Can you turn the lines of the entries below into a numbered list, leaving out blank lines and omitting the pictures?

__Listed records__
## Begin

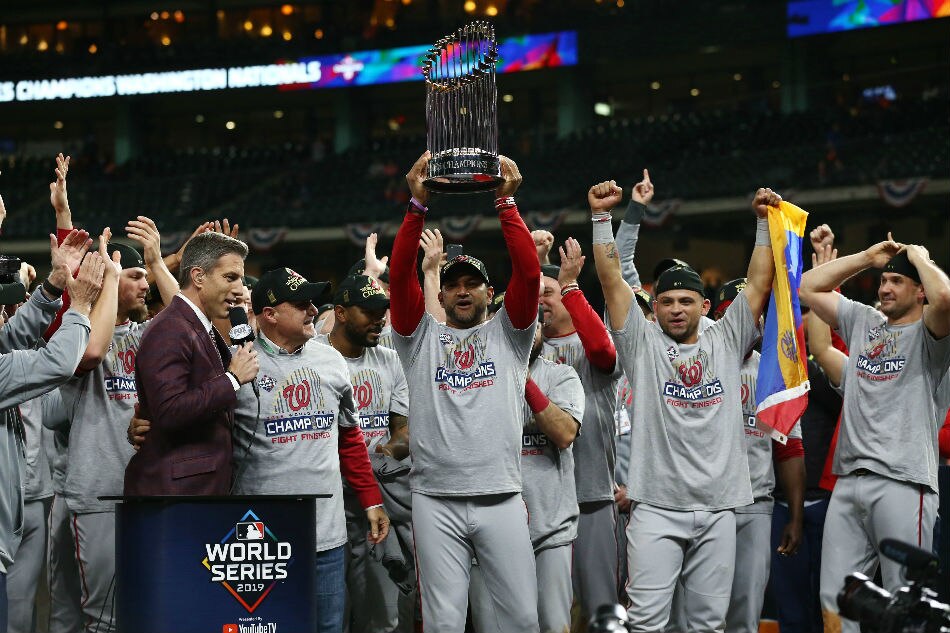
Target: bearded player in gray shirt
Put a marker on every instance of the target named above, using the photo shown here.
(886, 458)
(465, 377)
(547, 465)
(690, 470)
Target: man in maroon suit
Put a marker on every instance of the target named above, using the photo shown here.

## End

__Complete response__
1. Target: bearded player in gray shirt
2. Put a marker on every instance of the target named above, using the photo shown here.
3. (886, 458)
4. (465, 377)
5. (547, 465)
6. (690, 470)
7. Target: man in maroon suit
8. Put a marker on every instance of the target named above, using the photo shown here.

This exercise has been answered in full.